Task —
Search term "below": please show all lines in the listing that contain it.

Information —
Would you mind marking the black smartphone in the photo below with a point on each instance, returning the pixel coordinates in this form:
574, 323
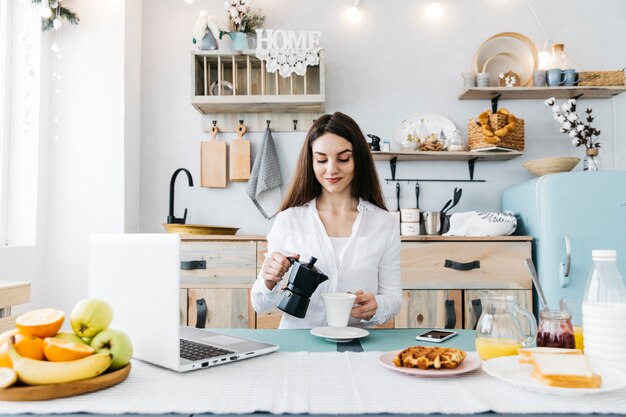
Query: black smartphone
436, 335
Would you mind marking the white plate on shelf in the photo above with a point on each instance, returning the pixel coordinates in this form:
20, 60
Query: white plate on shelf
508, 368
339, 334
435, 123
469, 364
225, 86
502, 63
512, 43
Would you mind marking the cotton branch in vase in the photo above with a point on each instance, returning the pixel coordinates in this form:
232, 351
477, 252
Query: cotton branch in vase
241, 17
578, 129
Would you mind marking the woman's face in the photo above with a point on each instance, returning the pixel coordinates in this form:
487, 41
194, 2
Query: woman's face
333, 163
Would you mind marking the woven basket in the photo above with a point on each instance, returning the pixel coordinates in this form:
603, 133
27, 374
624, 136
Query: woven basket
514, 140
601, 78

==

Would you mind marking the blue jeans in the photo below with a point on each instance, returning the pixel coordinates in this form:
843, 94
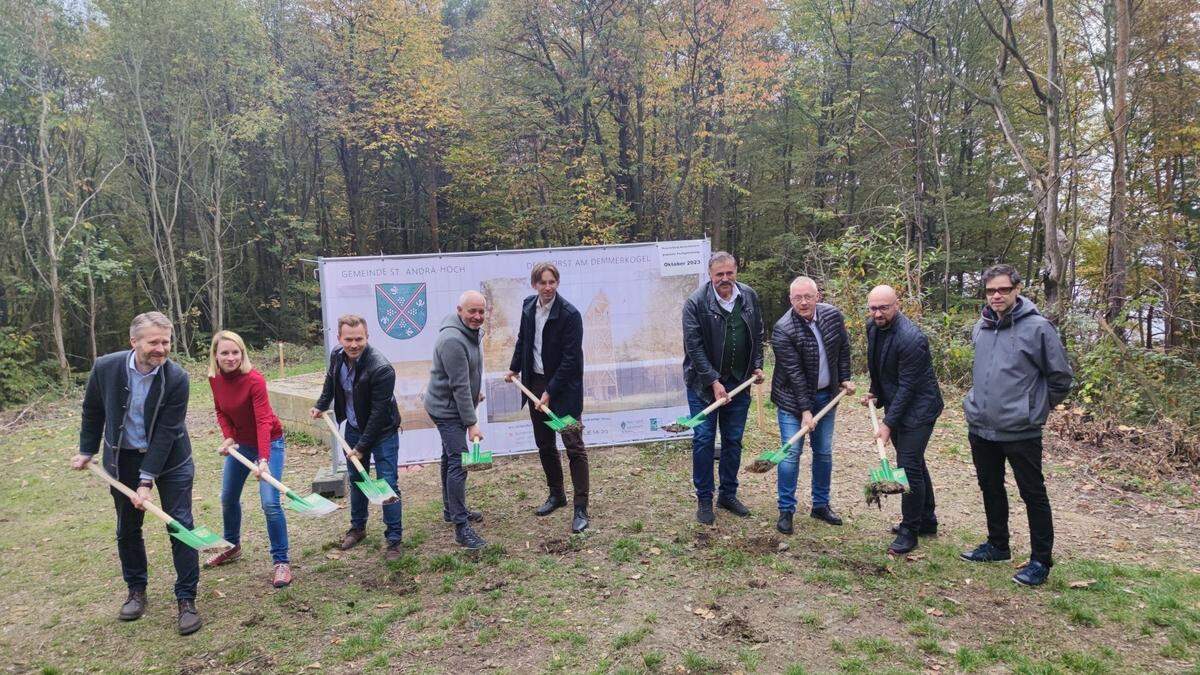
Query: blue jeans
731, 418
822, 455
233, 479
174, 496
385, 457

...

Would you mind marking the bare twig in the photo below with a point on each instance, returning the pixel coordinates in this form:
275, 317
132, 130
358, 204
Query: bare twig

Result of this exercise —
Would you mind marking the black smartphone in the photo below with a point on each instance, returning the pixel coordinates in this form:
Would you mind marking the blue jeans in the photo below with a point on each instance, returning the pixel coordinates in this form:
Would you mind marking the bare twig in the photo below with a point on each instance, returning the pixel coordinates in this form:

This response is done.